YOUR TASK:
Scale the listing below from the line with "Confirm that each instance of the jacket collar" to the line with "pixel 680 174", both included, and reproduce only those lines with the requests kept. Multiply each marked-point pixel coordinate by 2 and round to whole numbers, halves up, while leaving the request text and its format samples unchanged.

---

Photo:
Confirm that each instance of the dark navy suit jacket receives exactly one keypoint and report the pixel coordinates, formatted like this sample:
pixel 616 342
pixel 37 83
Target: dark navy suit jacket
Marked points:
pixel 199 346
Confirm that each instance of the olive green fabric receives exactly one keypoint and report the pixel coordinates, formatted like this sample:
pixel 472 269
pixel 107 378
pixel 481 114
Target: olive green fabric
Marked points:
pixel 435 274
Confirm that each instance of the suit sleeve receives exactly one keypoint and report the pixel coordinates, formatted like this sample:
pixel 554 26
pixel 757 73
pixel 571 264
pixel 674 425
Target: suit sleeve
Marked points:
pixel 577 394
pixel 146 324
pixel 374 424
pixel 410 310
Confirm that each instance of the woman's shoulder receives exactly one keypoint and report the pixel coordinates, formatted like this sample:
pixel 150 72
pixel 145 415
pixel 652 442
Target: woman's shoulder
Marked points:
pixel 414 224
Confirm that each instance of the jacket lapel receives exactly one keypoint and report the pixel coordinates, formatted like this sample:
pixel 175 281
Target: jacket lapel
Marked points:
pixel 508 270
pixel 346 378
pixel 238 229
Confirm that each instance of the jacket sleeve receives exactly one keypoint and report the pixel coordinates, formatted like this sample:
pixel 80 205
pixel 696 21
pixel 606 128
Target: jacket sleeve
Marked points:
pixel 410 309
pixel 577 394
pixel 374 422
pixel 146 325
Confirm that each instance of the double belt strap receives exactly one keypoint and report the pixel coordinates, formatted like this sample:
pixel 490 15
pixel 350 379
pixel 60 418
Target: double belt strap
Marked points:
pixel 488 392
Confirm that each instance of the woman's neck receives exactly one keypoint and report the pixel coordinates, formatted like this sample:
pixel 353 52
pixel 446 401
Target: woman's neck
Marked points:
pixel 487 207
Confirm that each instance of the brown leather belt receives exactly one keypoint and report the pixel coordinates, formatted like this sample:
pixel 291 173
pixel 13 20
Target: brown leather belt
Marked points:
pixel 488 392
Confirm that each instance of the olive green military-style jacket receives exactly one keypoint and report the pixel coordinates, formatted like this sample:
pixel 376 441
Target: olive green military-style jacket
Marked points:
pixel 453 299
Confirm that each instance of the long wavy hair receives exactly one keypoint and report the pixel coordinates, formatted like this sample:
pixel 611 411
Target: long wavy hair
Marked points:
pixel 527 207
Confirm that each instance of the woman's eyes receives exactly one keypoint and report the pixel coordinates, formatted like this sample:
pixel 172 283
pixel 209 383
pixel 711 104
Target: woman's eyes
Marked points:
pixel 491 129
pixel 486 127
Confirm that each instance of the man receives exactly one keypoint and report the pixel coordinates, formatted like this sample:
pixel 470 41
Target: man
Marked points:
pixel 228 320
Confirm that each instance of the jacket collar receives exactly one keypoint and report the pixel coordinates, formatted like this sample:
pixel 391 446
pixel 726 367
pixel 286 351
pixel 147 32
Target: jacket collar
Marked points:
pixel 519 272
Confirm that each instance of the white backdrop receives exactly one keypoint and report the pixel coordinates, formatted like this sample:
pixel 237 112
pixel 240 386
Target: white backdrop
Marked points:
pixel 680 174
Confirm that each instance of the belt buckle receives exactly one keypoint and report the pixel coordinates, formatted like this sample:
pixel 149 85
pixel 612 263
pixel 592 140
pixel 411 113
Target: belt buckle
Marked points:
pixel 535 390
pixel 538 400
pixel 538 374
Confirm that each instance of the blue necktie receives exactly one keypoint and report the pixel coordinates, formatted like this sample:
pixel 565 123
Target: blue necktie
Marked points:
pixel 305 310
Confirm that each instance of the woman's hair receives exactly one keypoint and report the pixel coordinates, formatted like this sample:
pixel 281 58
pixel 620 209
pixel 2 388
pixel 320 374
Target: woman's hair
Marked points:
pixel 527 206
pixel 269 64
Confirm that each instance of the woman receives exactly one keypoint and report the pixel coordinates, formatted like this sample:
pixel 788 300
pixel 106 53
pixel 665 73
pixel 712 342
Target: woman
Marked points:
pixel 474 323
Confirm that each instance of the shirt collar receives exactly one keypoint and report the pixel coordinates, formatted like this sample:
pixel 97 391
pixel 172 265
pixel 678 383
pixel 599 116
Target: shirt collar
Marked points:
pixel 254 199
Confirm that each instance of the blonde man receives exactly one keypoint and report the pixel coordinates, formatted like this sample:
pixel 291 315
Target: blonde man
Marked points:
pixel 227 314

---

SOLUTION FOR THIS EXERCISE:
Confirm that each instance of the jacket collar receives exactly one keypoint and report the pixel coordinates, formatted like this sample:
pixel 391 446
pixel 726 367
pixel 286 351
pixel 147 32
Target: jacket collar
Marked points:
pixel 1038 544
Confirm that each instance of the white backdrop receives exactly one keypoint and report the pixel coordinates, formatted like this sample:
pixel 237 112
pixel 240 386
Target: white backdrop
Marked points:
pixel 1360 348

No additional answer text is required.